- _TEXT PROVIDED_
===============

Steve Renteria: Yeah, I’m looking real forward to working with all these new agencies, helping you guys get started and be successful right off the gate by using our product and making sure that it’s working for you and your clients. I’ll hand it back to you, Josh.

Joshua Hammer: Fantastic. Alright. So, this is one of a four part series of our sales enablement team, we’ll be going over a lot of different things. In this one, basically we wanted to introduce ourselves, give you a little bit of background about what the sales enablement team is here for, some upcoming resources, how to contact us, and mainly answer any questions that you may have out there. So, if you got questions, get them in so at the end of the webinar we can help you out. As always, with my webinars I like to be short, sweet to the point. So, let’s get started.

Joshua Hammer: Sales Enablement, what exactly is sales enablement? Basically our job here is to help you with our product, get out there and show it to your customers, and help protect that. It’s an interesting field because you know nobody likes to talk about security until it’s too late. So, we prefer to be proactive than reactive and we wish everyone else was like that but it’s just not the case.

===============

Records from a collection
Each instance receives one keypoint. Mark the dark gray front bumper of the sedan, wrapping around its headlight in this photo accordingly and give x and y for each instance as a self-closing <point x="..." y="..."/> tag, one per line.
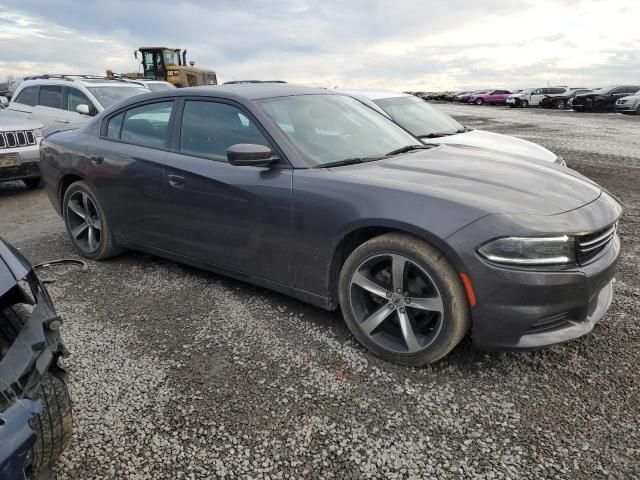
<point x="527" y="308"/>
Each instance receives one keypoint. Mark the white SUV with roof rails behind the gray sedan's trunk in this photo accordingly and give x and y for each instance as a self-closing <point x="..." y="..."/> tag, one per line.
<point x="60" y="99"/>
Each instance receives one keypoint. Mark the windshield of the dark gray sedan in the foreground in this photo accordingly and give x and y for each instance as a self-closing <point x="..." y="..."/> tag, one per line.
<point x="332" y="128"/>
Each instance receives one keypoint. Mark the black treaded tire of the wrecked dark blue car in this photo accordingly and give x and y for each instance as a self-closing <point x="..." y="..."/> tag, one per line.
<point x="54" y="425"/>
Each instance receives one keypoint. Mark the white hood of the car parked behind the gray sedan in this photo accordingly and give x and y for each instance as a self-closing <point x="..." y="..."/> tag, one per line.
<point x="496" y="141"/>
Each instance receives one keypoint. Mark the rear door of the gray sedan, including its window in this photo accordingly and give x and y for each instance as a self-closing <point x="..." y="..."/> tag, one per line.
<point x="125" y="166"/>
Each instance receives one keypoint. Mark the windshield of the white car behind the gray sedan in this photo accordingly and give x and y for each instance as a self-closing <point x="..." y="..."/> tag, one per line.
<point x="418" y="116"/>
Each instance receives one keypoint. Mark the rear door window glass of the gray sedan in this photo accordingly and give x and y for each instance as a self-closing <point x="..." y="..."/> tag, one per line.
<point x="146" y="125"/>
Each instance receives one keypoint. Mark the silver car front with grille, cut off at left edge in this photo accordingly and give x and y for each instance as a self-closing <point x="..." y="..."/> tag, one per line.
<point x="19" y="149"/>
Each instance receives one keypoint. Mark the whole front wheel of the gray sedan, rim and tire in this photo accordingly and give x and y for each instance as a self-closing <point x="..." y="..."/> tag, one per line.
<point x="402" y="300"/>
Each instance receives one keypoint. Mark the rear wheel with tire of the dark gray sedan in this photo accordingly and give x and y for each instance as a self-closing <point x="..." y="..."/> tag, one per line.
<point x="87" y="224"/>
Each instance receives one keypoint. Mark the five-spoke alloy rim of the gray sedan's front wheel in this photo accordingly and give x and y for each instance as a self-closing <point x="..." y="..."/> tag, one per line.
<point x="396" y="303"/>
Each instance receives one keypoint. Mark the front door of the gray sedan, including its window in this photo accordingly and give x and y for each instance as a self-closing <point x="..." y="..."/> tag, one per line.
<point x="229" y="216"/>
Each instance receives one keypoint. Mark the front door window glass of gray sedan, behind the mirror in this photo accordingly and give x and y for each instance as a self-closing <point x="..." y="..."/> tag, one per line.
<point x="209" y="129"/>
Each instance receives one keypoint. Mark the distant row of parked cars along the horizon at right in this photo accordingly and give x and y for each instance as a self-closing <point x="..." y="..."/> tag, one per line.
<point x="620" y="98"/>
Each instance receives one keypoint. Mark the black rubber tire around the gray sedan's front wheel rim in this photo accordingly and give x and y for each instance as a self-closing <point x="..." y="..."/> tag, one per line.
<point x="455" y="319"/>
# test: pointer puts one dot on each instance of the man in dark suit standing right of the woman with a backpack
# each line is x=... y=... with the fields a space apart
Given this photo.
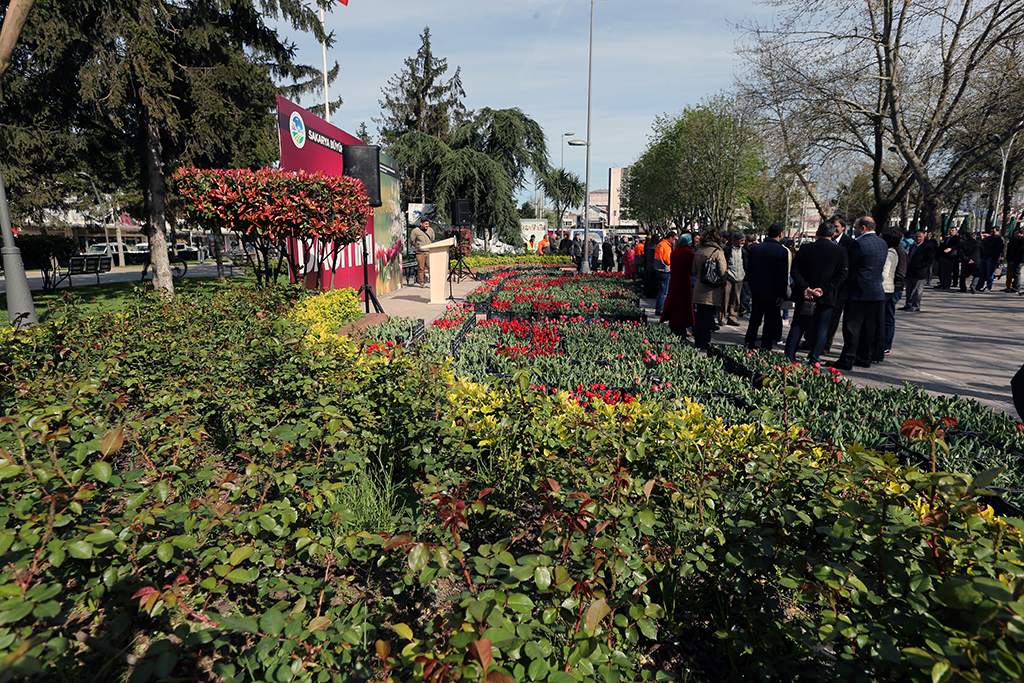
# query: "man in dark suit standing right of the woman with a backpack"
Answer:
x=769 y=275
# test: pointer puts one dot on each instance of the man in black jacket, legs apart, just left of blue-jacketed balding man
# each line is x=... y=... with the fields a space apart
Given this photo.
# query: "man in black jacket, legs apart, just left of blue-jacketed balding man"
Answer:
x=819 y=272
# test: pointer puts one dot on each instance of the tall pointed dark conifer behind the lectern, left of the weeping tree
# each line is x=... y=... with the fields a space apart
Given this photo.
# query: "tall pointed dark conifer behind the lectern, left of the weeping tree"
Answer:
x=419 y=100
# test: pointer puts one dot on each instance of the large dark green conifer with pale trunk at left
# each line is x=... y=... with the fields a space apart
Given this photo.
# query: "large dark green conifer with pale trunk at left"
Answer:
x=165 y=83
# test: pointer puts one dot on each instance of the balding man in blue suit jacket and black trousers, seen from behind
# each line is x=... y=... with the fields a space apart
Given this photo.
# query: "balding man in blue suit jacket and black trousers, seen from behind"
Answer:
x=865 y=295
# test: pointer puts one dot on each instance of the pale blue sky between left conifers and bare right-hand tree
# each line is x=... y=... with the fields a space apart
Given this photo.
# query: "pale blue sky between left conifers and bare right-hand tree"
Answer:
x=652 y=58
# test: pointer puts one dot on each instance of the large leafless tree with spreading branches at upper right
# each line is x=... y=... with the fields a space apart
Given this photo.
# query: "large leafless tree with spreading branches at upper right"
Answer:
x=887 y=79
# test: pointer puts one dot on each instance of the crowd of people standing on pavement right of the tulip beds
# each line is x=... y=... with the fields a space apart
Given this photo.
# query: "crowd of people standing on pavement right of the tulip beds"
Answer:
x=848 y=278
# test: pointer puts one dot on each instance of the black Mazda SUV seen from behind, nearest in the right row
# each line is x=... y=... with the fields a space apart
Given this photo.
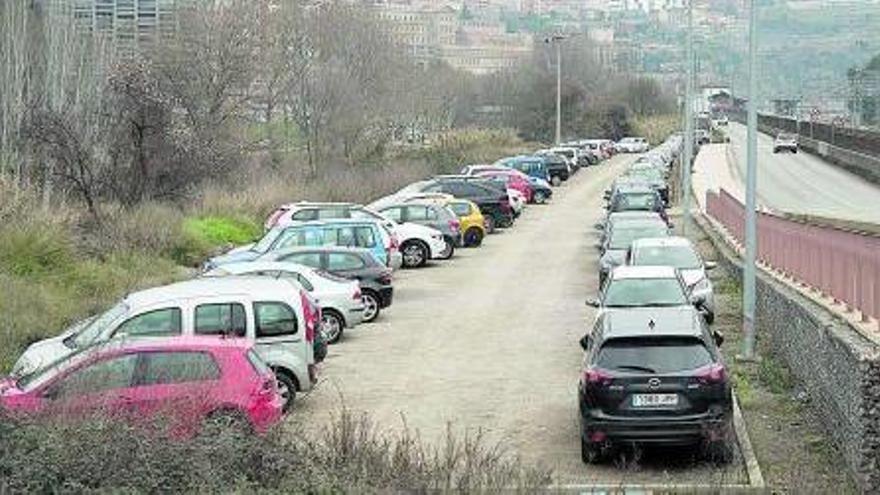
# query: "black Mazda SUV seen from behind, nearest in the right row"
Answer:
x=654 y=375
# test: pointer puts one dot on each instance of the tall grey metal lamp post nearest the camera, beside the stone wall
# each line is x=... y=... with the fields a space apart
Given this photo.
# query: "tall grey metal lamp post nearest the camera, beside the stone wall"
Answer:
x=751 y=184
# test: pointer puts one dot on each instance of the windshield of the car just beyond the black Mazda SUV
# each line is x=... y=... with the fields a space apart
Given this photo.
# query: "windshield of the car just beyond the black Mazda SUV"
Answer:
x=641 y=292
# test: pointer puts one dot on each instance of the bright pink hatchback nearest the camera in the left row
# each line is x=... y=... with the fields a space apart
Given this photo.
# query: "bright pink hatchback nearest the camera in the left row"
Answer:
x=186 y=380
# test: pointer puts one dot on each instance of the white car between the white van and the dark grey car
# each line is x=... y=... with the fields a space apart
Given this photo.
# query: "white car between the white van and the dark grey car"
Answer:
x=340 y=299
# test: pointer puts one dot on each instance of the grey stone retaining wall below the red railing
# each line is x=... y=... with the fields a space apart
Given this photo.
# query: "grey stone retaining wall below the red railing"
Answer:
x=838 y=367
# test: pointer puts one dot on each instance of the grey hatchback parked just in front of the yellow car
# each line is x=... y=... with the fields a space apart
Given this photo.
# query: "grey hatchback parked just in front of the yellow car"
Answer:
x=430 y=214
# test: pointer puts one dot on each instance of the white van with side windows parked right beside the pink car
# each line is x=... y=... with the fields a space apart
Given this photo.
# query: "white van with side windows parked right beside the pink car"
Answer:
x=268 y=312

===============

- _TASK BRIEF_
Copy the passage of the webinar transcript word for word, starting at "Joshua Hammer: Fantastic. Alright." and ending at "let’s get started.". Rely on the webinar transcript alone, not on the material.

- _TASK SOLUTION_
Joshua Hammer: Fantastic. Alright. So, this is one of a four part series of our sales enablement team, we’ll be going over a lot of different things. In this one, basically we wanted to introduce ourselves, give you a little bit of background about what the sales enablement team is here for, some upcoming resources, how to contact us, and mainly answer any questions that you may have out there. So, if you got questions, get them in so at the end of the webinar we can help you out. As always, with my webinars I like to be short, sweet to the point. So, let’s get started.